• _EXERCISE PROMPT_: Rewrite the full listing with "boy" changed to "child" everywhere and nothing else altered. Omit the pictures.
====
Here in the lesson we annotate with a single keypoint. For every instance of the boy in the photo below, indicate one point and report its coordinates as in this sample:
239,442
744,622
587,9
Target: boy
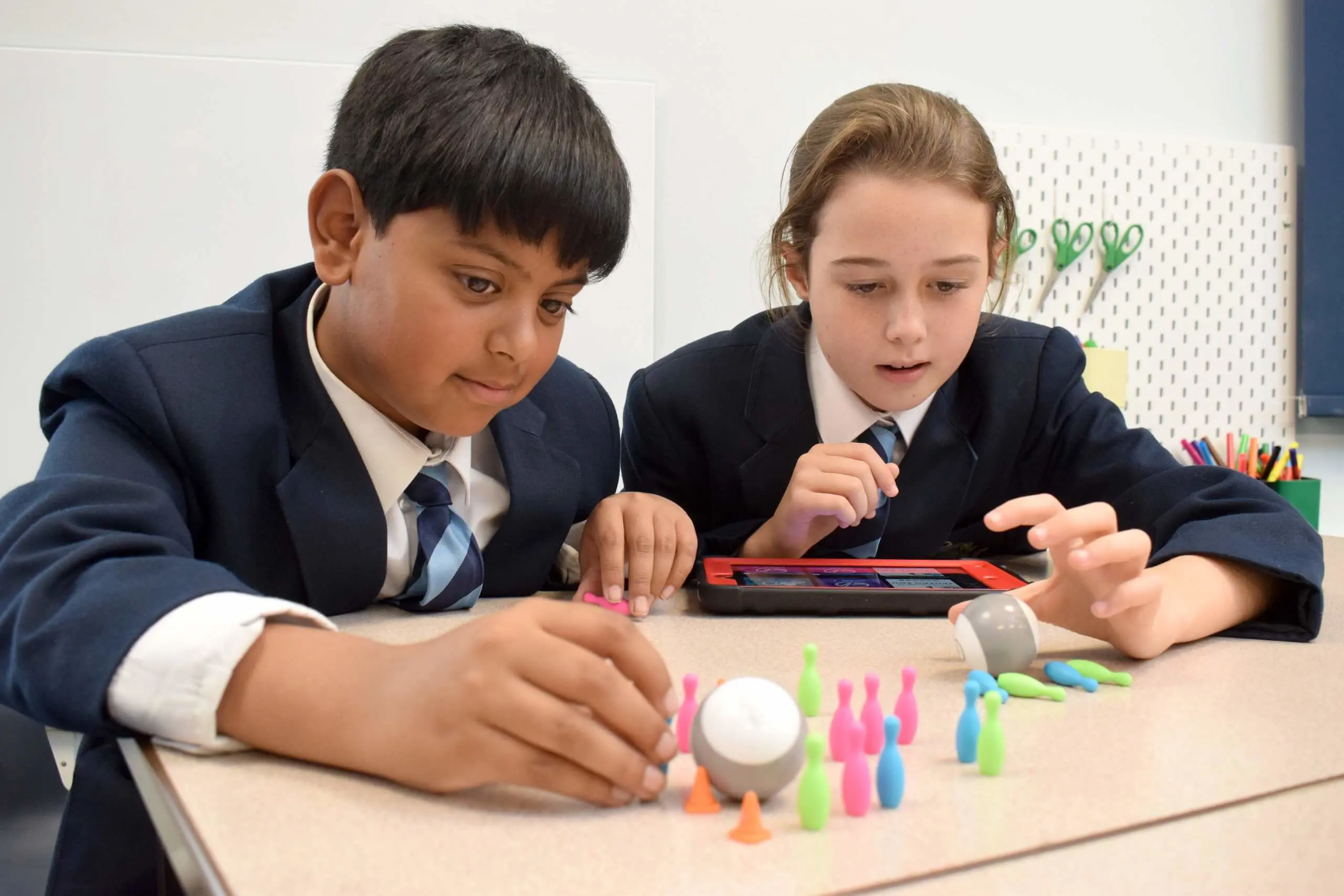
390,422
====
• _IN RESPONSE_:
Here in the lesson we annotate with a single keypoint. For every instance of the child in the photo below, indicate one point and report its coordinates as in this sample:
239,442
744,622
587,9
Target: child
390,422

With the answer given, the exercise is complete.